課題 A:
Dr. Johnのアルバム紹介文によると、本作のプロデュースを担当したのは誰ですか。
課題 B:
Dr. Johnのアルバム紹介文を、最後の文の後から書き継ぎなさい。

資料文:
Dr. John – Afterglow (1995) – Phil Upchurch

夜の雰囲気の中で、”燻し銀”のシブいプレイです。

 1. I Know What I've Got
2. Gee Baby Ain't I Good To You
3. I'm Just A Lucky So-And-So
4. Blue Skies
5. So Long
6. New York City Blues
7. Tell Me You'll Wait For Me
8. There Must Be A Better World Somewhere
9. I Still Think About You
10. I'm Confessin' (That I Love You)




Dr. Johnの'95年の作品です。N.O.の音楽貝の重鎮として多くの名作・名演を残したDr.John、本作ではセルフカバーを含むJazzやBluesのカバーを中心にした夜をイメージさせる曲を集めています。Tommy LiPumaがプロデュース、腕利きを集めたカルテットのリズムセクションにBig Bandを加えた演奏がこれまた達人のAl Shmitによって録音されています。本作においては、独特の鍵盤を転がすようなピアノは若干抑え気味ながら、ダミ声のヴォーカルはいつもどおりで、腕利きたちのリラックスした演奏と相俟っていわゆる「渋い」作品に仕上がっています。

提示された一覧:
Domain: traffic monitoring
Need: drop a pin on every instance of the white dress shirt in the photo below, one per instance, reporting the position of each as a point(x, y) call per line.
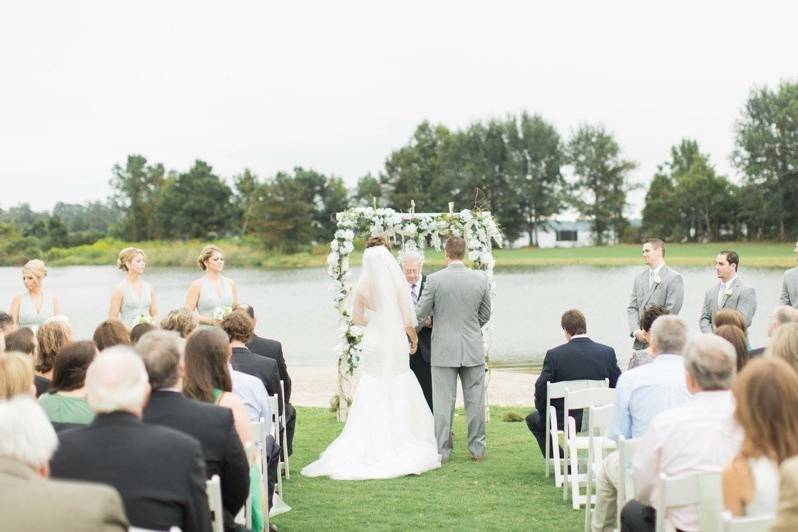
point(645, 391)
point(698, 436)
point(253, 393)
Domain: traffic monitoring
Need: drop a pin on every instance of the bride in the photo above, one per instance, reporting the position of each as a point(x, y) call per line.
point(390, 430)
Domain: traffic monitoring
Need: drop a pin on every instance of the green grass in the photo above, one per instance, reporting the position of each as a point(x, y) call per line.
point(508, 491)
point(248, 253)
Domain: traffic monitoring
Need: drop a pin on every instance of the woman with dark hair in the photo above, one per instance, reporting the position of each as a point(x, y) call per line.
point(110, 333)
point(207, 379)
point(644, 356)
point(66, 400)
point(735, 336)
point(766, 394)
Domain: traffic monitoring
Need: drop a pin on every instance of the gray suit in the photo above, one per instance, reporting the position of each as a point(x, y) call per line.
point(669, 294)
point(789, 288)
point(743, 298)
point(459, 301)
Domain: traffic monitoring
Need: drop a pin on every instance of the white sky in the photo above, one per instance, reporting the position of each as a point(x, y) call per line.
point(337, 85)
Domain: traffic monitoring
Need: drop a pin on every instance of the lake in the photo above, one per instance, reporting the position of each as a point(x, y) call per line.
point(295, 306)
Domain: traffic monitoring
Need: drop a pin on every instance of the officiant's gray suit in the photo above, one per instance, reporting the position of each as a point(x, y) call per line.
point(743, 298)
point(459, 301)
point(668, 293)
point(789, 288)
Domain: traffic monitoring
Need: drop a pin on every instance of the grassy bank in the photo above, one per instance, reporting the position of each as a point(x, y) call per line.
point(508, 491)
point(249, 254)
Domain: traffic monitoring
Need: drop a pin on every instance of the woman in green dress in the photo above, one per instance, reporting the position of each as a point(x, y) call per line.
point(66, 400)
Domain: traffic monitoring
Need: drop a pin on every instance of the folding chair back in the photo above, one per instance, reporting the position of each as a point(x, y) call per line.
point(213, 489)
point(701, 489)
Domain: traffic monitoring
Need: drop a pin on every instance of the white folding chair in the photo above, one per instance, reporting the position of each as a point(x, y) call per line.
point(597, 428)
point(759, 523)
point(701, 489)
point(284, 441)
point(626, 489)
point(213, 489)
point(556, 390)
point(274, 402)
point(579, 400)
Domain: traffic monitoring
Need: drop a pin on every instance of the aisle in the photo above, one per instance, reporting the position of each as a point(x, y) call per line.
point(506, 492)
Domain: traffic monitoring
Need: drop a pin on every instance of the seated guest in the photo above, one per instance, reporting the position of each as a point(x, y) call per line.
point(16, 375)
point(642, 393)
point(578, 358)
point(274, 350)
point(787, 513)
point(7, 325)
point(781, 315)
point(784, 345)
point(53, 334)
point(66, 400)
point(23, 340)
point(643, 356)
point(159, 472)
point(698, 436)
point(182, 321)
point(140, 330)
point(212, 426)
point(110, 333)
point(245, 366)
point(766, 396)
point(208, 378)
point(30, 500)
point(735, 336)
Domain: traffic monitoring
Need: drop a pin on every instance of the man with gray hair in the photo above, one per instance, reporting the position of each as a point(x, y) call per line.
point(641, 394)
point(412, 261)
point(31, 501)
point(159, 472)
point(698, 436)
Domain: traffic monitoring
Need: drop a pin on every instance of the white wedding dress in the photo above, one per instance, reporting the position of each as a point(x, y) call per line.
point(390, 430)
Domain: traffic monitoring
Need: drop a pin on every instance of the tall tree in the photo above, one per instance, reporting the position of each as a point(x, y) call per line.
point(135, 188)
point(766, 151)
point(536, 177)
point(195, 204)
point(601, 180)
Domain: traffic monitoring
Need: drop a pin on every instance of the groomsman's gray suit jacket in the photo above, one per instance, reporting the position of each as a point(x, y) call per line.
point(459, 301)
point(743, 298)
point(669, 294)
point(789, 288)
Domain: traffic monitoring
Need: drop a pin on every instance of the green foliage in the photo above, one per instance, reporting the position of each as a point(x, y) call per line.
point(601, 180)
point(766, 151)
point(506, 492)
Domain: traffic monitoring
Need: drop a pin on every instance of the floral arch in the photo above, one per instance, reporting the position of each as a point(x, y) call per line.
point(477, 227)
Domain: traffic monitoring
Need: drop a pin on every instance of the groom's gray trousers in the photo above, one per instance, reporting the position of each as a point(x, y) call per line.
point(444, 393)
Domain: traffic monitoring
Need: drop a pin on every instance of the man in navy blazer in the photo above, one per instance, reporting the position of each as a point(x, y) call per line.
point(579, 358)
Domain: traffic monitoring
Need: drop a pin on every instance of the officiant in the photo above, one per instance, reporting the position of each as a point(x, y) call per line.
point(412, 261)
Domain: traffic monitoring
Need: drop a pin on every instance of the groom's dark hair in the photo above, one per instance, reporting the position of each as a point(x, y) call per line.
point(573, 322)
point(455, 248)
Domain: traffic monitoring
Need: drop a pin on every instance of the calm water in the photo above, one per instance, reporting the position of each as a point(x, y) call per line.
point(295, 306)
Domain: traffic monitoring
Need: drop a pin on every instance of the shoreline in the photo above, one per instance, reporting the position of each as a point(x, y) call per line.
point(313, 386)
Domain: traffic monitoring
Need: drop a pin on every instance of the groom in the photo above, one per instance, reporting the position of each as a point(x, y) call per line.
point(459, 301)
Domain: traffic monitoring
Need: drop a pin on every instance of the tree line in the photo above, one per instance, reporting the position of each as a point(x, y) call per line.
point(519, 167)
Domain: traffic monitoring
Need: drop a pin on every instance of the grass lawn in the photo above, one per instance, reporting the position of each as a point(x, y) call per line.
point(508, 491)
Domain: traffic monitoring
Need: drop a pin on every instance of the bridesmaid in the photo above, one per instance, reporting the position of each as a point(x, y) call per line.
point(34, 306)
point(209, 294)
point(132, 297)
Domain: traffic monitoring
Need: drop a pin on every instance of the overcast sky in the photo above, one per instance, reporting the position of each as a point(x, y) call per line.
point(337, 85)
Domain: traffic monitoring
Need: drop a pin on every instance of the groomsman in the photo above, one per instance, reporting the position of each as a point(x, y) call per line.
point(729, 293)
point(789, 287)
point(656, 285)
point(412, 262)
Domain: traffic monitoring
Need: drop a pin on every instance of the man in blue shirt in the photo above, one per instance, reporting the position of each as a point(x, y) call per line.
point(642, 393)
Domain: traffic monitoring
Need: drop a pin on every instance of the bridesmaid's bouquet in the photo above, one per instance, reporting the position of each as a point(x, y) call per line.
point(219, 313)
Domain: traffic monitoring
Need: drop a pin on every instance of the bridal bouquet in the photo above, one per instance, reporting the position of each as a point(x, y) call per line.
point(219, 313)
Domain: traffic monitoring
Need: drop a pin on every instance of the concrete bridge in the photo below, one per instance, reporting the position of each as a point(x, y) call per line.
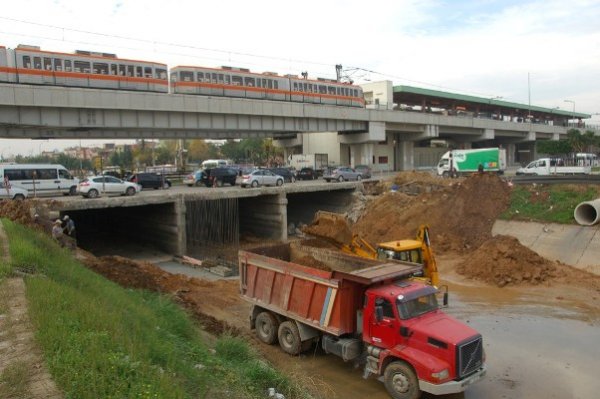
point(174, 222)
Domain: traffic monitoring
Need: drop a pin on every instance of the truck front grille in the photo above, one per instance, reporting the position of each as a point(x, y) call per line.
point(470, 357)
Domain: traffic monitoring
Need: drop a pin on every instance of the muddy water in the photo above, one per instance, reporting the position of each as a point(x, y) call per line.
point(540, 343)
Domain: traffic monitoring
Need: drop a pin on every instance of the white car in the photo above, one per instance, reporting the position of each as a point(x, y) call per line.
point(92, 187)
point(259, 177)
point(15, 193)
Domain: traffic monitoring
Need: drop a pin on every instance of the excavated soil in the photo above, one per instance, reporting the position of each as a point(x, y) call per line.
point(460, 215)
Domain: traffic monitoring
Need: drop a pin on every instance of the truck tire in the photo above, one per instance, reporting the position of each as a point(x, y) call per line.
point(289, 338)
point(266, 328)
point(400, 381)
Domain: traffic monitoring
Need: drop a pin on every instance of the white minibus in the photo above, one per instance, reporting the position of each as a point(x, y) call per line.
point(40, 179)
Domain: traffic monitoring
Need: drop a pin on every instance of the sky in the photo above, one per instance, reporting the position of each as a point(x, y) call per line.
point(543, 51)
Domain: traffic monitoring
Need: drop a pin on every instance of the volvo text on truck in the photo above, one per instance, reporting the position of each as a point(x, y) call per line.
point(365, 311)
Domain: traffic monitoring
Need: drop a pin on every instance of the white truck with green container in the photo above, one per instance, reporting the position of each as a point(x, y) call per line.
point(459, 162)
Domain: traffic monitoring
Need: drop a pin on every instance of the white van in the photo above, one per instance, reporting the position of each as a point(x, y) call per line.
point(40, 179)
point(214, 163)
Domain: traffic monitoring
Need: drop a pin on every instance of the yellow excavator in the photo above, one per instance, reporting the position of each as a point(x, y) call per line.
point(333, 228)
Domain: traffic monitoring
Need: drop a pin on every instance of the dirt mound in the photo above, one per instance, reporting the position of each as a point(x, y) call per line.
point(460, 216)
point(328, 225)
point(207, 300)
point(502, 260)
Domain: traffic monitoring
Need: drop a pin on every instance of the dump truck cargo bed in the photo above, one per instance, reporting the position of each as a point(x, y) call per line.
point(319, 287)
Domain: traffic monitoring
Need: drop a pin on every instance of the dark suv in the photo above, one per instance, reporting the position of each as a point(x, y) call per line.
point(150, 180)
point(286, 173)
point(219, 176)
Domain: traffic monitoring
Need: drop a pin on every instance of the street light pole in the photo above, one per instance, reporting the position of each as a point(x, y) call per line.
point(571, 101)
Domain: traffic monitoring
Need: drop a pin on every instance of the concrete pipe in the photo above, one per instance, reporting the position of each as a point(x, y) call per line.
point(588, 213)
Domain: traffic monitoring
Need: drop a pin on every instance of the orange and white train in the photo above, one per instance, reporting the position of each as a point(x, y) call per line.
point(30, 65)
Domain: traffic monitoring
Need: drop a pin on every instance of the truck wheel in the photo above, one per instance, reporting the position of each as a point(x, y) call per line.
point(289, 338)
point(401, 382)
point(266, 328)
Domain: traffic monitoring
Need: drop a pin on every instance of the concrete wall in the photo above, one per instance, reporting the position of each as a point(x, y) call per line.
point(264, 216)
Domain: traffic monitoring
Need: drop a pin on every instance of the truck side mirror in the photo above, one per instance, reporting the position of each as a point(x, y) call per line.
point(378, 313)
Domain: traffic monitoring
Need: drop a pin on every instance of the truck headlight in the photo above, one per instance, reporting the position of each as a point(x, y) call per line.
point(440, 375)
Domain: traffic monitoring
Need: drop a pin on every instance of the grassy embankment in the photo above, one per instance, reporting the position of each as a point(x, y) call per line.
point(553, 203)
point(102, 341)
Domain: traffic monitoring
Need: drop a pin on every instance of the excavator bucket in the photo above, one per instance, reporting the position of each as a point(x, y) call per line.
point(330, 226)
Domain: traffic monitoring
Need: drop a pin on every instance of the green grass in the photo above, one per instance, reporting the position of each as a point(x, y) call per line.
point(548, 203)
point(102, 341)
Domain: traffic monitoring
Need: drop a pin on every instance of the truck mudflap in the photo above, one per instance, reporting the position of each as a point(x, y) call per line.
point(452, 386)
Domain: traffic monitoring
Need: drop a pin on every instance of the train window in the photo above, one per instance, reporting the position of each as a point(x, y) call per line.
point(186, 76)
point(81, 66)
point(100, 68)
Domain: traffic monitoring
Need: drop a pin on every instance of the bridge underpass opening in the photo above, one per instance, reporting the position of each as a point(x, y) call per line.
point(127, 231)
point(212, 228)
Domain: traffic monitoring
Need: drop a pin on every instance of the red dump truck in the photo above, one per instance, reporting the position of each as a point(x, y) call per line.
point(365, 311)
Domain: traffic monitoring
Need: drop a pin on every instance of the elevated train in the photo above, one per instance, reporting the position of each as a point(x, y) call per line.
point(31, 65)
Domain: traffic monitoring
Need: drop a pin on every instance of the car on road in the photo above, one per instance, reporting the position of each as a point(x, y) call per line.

解答 A:
Tommy LiPumaです。

解答 B:
Dr.Johnを知ったのは、意外にもボ・ガンボスを通じてです。80年代後半のブルースブームの頃、野音でのブルースカーニバルにボガンボスが出演し、大いなる違和感と憤りを感じて、彼らの出番の時には喫煙所にタバコを吸いに行っていたのですが、聴こえてきたIko Ikoのフレーズがなぜか耳に残り、N.O.に夢中になっていた先輩方にDr.Johnのバージョンを勧められて聴いたのがDr.John初体験です。その後、値段が折り合えば見かけるたびに買っていたのですが、本作は裏にPhil Upchurchの名前があり、大好きな2やB.B.に提供した8も入っていて、中古で1000円以上したのですが奮発して買いました。90年代の終わり頃でした。

<ギターの聴きどころ>

CDをトレイに入れ、スピーカーから音が出てきた瞬間、 Charles Brownかと思ってしまいました。ダミ声が入ってきてDr.Johnだなあと思って聴き進めるのですが、ギターは?ゴーシャスなホーンに隠れて刻みがかろうじて聴こえるぐらいの小音量です。大好きな2、続く3でも同様です。Upchurch様、手抜きの術炸裂?あるいは変態プレイが炸裂し、Tommy LiPumaの指示でAl Shmitがカットした?
4ではコードの刻みが比較的明瞭ですがそれでも控え目です。
スロウの5で、ようやくダミ声に呼応するBluesyなオブリが入ってきます。待った甲斐あってメロウです。
Dr.Johnのオリジナル6では再び地下に潜り、7でメロウなオブリで復活します。ギター側のヴォリュームを絞ったようなアコースティックなサウンドでの上がりきらないチョーキングやタメたプレイがいい感じです。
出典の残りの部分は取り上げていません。